** Data for analysis **

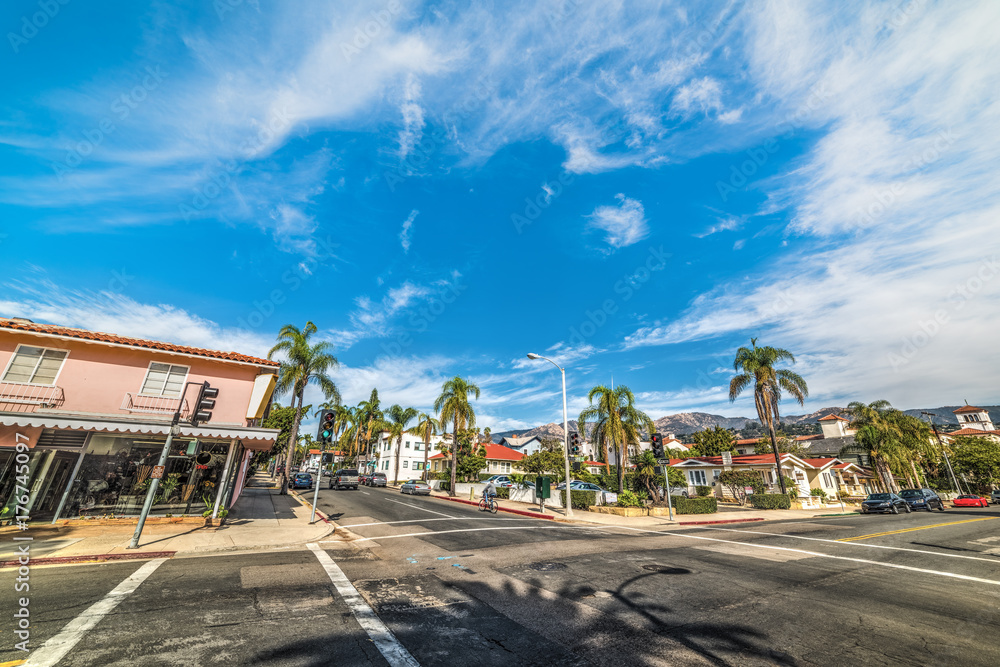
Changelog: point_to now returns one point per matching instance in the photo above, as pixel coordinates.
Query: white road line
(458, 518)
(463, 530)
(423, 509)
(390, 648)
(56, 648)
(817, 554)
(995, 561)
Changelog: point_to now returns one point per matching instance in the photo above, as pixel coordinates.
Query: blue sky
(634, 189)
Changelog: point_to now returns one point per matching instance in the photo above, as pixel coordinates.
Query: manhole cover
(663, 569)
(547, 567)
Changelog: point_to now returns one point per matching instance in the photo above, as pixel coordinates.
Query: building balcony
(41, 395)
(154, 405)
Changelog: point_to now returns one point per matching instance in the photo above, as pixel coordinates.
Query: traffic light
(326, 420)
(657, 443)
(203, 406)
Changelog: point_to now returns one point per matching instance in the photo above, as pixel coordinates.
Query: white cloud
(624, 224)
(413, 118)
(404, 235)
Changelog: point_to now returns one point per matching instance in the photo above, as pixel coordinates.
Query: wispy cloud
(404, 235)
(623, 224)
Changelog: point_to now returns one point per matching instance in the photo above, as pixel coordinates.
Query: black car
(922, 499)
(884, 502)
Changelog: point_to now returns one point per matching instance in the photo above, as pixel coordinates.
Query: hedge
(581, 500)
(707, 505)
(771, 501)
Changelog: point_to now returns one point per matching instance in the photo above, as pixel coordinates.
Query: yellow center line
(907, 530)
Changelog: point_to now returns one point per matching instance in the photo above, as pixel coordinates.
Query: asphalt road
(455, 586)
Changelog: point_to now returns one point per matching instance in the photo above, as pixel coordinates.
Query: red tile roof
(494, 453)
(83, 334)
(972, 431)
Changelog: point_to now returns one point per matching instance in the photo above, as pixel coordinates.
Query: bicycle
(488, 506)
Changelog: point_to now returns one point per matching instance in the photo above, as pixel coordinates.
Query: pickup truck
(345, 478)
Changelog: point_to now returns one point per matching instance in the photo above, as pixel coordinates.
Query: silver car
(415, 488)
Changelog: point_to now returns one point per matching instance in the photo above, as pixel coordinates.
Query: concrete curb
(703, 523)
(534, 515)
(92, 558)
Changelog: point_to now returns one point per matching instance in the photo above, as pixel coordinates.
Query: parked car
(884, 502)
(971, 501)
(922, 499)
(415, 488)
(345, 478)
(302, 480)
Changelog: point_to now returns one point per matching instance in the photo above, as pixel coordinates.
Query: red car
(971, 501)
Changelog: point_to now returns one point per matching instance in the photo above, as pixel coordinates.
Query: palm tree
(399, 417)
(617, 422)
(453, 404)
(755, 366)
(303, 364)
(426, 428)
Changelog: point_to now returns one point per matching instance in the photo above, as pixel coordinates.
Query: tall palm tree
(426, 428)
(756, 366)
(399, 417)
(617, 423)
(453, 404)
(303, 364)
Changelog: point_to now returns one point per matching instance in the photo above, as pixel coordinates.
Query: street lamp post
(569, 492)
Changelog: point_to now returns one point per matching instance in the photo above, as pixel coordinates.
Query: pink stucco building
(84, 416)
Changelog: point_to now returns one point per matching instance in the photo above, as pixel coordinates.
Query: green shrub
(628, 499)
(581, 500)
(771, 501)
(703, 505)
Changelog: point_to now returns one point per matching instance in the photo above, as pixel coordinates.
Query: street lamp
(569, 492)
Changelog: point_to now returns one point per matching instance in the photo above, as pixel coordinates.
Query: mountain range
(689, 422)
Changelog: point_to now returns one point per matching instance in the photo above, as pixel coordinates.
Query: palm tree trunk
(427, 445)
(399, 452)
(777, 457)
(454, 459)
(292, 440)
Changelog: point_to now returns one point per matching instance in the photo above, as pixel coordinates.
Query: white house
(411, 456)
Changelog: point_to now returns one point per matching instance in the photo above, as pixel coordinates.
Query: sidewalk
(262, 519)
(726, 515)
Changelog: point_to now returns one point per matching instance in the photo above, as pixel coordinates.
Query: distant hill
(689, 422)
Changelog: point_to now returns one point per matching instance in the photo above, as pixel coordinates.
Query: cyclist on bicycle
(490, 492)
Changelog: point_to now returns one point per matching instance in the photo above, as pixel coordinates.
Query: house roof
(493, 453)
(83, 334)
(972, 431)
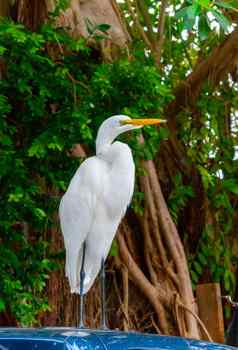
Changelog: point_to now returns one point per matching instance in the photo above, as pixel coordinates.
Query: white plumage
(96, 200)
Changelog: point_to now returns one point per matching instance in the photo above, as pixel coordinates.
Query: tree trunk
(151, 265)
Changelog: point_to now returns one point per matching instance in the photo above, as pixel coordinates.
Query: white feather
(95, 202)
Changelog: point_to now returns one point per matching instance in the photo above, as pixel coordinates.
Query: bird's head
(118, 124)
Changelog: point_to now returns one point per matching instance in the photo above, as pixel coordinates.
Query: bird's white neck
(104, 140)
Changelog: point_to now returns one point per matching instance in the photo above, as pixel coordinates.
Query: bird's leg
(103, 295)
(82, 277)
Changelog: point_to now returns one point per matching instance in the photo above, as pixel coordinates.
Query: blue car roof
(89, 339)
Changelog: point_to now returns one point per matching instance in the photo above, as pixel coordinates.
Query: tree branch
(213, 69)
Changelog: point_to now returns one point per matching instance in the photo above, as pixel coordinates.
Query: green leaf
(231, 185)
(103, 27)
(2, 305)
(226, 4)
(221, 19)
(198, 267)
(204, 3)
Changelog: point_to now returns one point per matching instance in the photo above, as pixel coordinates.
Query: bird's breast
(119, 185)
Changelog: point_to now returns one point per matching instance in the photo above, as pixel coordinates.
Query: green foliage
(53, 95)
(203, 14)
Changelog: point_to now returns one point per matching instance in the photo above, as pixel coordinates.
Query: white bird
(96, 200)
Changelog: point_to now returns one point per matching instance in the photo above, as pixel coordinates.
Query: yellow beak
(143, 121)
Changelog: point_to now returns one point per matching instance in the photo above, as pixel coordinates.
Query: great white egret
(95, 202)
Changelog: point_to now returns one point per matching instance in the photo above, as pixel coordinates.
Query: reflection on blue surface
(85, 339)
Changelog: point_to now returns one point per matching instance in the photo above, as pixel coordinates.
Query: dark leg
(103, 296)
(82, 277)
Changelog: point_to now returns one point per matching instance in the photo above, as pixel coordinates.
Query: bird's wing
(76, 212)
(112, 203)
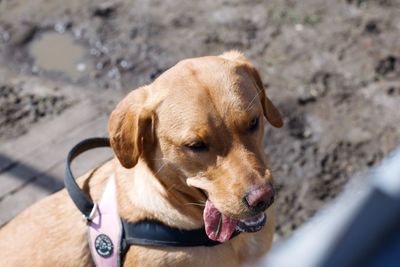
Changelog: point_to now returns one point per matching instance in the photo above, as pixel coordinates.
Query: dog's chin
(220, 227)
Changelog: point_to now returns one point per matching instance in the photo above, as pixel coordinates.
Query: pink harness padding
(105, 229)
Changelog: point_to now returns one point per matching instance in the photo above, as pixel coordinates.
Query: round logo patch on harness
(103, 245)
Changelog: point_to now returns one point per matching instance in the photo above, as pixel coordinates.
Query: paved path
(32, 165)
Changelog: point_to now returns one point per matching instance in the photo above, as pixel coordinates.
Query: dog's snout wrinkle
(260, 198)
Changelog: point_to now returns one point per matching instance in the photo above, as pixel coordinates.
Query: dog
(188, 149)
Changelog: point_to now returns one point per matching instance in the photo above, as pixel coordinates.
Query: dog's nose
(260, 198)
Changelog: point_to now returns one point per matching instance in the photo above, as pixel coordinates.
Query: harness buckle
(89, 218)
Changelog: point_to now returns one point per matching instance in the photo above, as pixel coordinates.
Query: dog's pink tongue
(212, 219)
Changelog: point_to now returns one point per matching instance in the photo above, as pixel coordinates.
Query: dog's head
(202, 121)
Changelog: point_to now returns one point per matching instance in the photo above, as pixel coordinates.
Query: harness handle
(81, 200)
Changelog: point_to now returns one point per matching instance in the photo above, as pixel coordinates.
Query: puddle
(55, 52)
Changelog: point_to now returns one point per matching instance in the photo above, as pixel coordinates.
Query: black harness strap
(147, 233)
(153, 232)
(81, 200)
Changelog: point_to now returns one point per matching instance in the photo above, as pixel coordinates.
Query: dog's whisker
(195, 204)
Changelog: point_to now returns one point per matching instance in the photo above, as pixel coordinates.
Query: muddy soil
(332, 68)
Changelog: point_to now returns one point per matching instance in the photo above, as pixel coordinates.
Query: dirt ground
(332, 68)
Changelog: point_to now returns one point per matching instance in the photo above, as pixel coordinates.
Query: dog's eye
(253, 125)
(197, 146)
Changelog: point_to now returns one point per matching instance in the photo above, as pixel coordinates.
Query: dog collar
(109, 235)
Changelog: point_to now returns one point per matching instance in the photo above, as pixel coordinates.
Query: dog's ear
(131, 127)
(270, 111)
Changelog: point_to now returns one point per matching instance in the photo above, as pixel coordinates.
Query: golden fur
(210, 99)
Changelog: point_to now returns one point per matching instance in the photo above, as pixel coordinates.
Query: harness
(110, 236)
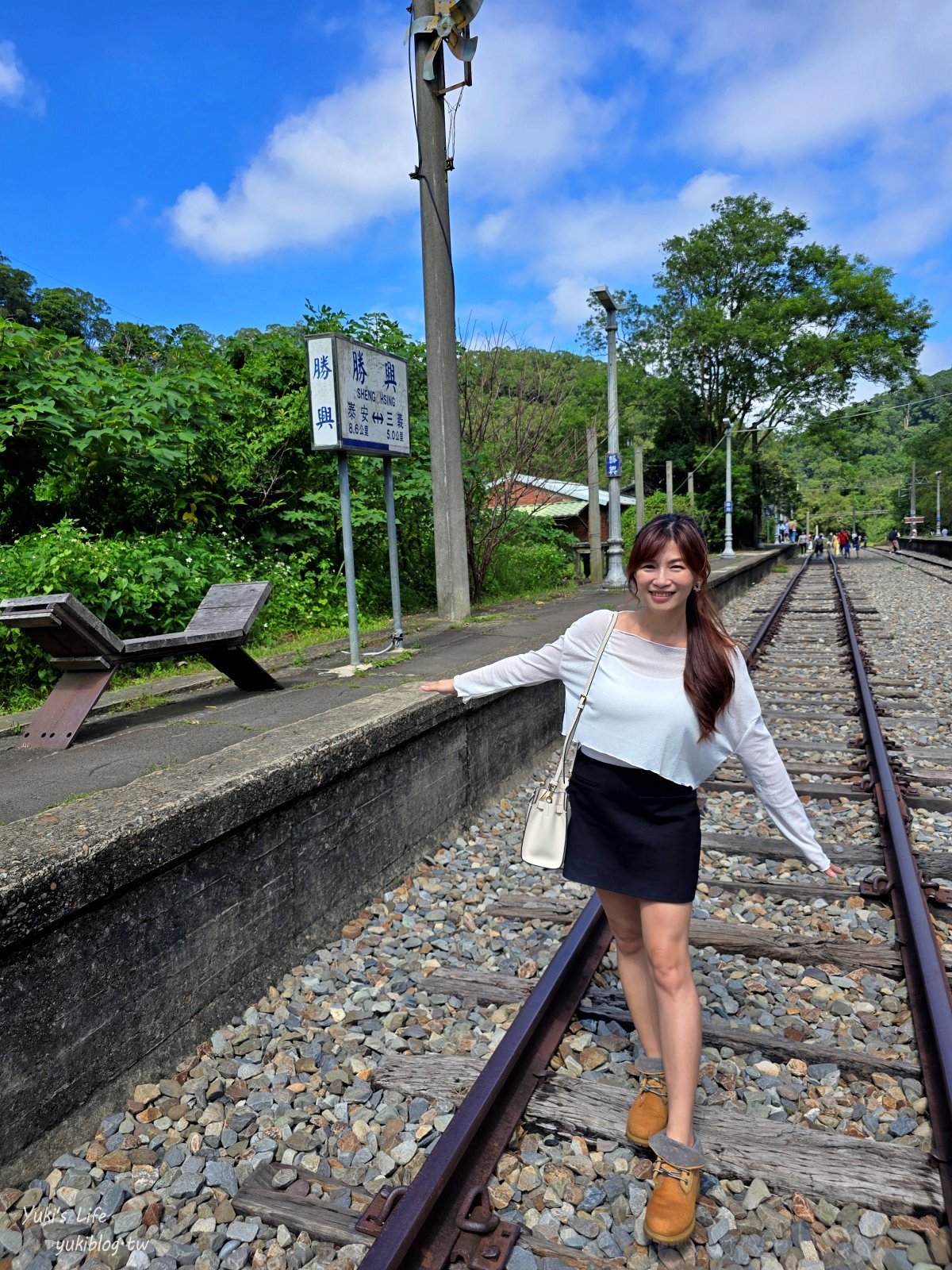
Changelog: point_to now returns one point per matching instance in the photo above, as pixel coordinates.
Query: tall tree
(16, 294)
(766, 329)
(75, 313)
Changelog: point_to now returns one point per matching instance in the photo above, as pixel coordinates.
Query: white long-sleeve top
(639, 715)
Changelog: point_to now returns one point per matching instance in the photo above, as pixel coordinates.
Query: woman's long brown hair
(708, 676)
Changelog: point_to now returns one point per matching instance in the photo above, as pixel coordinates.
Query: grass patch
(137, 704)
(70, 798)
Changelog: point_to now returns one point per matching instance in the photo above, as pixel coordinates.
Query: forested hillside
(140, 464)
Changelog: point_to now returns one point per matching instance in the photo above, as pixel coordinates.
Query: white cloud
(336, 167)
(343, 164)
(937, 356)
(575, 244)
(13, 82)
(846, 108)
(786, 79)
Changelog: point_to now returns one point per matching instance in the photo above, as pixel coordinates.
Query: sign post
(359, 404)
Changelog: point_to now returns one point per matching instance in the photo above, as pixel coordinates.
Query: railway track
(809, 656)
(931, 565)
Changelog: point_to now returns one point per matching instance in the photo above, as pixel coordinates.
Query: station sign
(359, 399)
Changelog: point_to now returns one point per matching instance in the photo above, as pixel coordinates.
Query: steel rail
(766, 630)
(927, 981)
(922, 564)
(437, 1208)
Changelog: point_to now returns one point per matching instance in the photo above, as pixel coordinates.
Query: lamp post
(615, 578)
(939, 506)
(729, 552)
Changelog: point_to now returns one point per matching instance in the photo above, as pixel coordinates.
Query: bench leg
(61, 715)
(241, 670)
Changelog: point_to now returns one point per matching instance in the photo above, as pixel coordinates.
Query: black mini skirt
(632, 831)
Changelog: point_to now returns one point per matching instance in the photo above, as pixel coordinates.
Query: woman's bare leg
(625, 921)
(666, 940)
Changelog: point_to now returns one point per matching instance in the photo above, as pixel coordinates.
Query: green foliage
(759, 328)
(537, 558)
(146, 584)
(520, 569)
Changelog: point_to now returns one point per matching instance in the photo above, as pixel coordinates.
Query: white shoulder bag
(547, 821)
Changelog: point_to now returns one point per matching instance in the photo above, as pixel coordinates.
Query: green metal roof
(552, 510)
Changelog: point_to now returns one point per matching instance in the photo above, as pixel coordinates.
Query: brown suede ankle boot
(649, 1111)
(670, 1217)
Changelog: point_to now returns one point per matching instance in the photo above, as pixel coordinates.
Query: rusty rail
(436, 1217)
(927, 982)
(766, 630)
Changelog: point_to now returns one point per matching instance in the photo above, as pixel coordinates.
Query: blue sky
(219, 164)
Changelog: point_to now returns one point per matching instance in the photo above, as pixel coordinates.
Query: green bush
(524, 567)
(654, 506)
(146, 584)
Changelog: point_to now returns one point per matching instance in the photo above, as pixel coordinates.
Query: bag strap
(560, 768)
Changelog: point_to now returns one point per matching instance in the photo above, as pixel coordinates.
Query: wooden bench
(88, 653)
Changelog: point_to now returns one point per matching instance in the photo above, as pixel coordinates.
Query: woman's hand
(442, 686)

** Instructions for the task **
The answer is the line holding "Query: wooden bench" and all the lines after it through the end of the records, repeated exactly.

** Task result **
Query: wooden bench
(88, 653)
Changelog: point_to now returns one point per matching instance in the photo above, as pixel coordinates.
Query: woman's hand
(442, 686)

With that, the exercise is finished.